- [Task to complete] Report every line of the records below that contains the string "white", copying each such line in full. Treat case as significant.

- [Task data]

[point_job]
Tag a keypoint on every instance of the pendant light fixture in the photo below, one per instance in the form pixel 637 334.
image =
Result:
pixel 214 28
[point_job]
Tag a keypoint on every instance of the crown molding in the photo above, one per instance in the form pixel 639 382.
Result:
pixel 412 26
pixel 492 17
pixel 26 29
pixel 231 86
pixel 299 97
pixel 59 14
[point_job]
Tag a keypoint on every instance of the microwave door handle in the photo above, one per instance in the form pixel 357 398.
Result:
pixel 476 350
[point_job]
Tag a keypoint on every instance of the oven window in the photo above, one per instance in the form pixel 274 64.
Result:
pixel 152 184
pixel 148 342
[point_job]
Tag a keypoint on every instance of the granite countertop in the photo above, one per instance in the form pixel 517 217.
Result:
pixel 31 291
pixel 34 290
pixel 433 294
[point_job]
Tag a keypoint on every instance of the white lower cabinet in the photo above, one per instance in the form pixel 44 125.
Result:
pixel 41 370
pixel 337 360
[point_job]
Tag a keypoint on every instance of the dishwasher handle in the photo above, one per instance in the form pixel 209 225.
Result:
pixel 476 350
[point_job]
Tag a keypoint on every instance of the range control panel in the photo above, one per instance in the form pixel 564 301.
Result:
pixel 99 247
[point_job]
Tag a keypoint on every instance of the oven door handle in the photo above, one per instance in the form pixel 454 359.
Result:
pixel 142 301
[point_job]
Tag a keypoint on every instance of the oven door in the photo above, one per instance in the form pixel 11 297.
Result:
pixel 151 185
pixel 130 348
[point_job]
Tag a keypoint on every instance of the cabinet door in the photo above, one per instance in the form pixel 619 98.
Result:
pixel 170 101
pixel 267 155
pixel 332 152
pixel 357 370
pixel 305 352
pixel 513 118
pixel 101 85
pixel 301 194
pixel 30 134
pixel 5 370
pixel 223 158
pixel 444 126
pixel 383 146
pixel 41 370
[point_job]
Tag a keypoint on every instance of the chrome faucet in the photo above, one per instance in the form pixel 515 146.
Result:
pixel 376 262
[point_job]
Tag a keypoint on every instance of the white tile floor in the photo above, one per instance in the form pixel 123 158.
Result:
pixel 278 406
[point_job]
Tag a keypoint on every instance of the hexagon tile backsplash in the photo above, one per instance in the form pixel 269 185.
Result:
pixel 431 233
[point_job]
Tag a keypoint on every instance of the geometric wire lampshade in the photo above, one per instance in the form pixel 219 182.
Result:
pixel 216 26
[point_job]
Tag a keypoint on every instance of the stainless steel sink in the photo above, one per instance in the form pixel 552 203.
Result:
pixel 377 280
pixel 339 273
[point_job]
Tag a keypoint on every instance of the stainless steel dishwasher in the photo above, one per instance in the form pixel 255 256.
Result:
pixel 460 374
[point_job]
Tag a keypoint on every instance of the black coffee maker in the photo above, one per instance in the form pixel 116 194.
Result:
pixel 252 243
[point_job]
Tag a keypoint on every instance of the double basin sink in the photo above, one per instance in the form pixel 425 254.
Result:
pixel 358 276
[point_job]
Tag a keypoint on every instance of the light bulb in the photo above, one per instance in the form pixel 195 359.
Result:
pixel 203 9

- [Exercise output]
Tag a keypoint on every instance of the white lower cabinet in the photo above, one per instance in the form pixel 44 125.
Tag a keypoint on every instance of the white tile floor in the photo above, one per instance in the form pixel 123 158.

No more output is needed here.